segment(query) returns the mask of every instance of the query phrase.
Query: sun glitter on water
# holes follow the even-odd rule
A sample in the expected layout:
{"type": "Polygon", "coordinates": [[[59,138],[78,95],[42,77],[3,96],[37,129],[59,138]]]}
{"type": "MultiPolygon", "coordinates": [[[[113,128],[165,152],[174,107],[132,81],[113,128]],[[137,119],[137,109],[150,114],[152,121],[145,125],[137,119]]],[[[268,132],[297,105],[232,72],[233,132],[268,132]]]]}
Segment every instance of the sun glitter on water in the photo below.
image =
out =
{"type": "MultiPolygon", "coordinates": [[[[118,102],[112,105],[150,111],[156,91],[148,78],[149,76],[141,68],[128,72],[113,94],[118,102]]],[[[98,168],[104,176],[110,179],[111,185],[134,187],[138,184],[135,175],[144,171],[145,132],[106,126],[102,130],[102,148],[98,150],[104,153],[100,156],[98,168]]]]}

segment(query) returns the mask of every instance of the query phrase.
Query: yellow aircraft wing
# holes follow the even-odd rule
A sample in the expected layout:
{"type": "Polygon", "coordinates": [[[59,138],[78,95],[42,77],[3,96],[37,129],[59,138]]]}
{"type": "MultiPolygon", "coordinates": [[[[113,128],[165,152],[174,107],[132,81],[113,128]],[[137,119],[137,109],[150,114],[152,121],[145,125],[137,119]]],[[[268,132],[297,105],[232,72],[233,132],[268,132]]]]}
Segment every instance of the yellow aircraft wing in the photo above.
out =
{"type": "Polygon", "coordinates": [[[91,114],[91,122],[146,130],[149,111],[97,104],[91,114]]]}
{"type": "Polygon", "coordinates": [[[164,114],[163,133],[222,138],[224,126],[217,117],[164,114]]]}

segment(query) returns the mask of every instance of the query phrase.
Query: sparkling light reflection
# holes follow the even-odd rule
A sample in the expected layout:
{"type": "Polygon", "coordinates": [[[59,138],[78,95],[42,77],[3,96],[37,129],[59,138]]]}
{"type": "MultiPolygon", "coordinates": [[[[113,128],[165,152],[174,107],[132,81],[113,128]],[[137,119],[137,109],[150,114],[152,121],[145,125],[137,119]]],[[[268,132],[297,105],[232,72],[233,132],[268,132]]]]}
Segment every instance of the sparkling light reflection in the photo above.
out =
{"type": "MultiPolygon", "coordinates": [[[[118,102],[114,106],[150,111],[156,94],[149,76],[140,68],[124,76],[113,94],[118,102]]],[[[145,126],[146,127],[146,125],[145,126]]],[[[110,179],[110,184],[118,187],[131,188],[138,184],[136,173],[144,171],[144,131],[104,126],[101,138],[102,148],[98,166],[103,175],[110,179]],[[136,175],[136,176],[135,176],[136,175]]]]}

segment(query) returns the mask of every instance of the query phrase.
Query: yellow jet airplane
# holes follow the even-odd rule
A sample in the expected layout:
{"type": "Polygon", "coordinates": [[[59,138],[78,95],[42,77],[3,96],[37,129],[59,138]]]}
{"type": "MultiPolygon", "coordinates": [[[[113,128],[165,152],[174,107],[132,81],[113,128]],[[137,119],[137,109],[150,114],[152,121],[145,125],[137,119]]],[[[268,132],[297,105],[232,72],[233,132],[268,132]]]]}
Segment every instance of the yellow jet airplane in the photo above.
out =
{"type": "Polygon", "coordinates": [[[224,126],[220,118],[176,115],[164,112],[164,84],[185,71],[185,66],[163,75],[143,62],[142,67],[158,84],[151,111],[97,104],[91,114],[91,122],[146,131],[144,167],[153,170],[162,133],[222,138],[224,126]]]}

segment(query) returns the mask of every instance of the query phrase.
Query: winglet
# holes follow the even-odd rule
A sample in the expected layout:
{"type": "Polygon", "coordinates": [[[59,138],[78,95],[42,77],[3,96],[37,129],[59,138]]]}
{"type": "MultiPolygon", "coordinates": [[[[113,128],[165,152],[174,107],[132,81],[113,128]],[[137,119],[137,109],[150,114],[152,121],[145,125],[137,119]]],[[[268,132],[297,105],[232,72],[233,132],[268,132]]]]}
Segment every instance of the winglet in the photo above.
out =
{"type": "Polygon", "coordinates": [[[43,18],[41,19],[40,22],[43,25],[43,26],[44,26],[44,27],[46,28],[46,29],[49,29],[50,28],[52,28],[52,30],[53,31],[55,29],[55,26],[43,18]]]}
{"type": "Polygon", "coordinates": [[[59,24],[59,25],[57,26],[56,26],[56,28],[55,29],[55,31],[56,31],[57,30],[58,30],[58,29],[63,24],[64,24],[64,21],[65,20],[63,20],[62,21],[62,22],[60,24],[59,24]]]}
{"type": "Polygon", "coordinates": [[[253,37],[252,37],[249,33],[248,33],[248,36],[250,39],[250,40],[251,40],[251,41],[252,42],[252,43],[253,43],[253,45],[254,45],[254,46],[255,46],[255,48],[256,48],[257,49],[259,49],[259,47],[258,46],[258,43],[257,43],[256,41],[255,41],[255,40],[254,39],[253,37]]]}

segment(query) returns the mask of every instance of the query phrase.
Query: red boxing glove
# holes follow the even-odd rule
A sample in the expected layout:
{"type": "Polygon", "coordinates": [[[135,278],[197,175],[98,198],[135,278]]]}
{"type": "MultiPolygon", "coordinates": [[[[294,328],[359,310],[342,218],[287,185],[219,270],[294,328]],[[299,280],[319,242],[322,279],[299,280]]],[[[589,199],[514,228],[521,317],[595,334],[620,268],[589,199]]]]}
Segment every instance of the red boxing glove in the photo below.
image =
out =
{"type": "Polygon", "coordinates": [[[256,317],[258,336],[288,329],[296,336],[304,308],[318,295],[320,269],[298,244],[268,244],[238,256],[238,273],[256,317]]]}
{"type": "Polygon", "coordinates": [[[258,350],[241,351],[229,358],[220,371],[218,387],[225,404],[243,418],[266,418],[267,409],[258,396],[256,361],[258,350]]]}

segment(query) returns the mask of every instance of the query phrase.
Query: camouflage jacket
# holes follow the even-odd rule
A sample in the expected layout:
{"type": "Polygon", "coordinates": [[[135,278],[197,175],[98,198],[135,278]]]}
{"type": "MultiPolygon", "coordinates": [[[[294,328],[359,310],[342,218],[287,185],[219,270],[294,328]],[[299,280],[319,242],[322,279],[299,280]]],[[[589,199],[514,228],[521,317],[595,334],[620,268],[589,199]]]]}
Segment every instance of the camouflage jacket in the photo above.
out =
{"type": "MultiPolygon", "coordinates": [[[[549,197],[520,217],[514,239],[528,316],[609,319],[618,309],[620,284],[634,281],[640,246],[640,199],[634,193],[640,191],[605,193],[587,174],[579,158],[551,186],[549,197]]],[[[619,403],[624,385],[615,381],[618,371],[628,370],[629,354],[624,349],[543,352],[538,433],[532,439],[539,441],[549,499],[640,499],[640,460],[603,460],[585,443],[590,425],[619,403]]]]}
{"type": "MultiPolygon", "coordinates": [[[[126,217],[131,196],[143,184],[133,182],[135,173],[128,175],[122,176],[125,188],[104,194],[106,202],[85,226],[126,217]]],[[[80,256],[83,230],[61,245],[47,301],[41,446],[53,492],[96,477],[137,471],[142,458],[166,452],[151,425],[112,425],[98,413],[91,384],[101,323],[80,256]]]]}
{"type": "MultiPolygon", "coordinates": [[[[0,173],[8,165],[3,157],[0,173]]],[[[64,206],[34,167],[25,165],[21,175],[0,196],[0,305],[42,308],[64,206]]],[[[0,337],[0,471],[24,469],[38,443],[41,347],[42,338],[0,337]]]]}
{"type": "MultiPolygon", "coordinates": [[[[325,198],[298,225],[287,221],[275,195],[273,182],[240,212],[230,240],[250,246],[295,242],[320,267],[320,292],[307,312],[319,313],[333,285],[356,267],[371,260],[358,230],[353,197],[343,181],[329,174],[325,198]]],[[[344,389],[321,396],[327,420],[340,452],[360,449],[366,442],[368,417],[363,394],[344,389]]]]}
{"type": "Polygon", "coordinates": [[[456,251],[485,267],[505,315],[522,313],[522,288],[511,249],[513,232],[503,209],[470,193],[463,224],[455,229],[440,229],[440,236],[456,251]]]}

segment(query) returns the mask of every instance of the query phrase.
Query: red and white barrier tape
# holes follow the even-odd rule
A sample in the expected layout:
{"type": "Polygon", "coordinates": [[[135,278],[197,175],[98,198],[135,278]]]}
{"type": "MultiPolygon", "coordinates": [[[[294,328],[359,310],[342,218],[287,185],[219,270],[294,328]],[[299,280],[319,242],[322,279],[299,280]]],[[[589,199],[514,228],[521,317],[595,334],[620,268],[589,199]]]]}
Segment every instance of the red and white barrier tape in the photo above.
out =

▶ [What this task involves]
Pick out every line of the listing that contains the string "white", and copy each of those lines.

▶ [Answer for the task]
Query: red and white barrier tape
Segment every instance of the red and white barrier tape in the photo above.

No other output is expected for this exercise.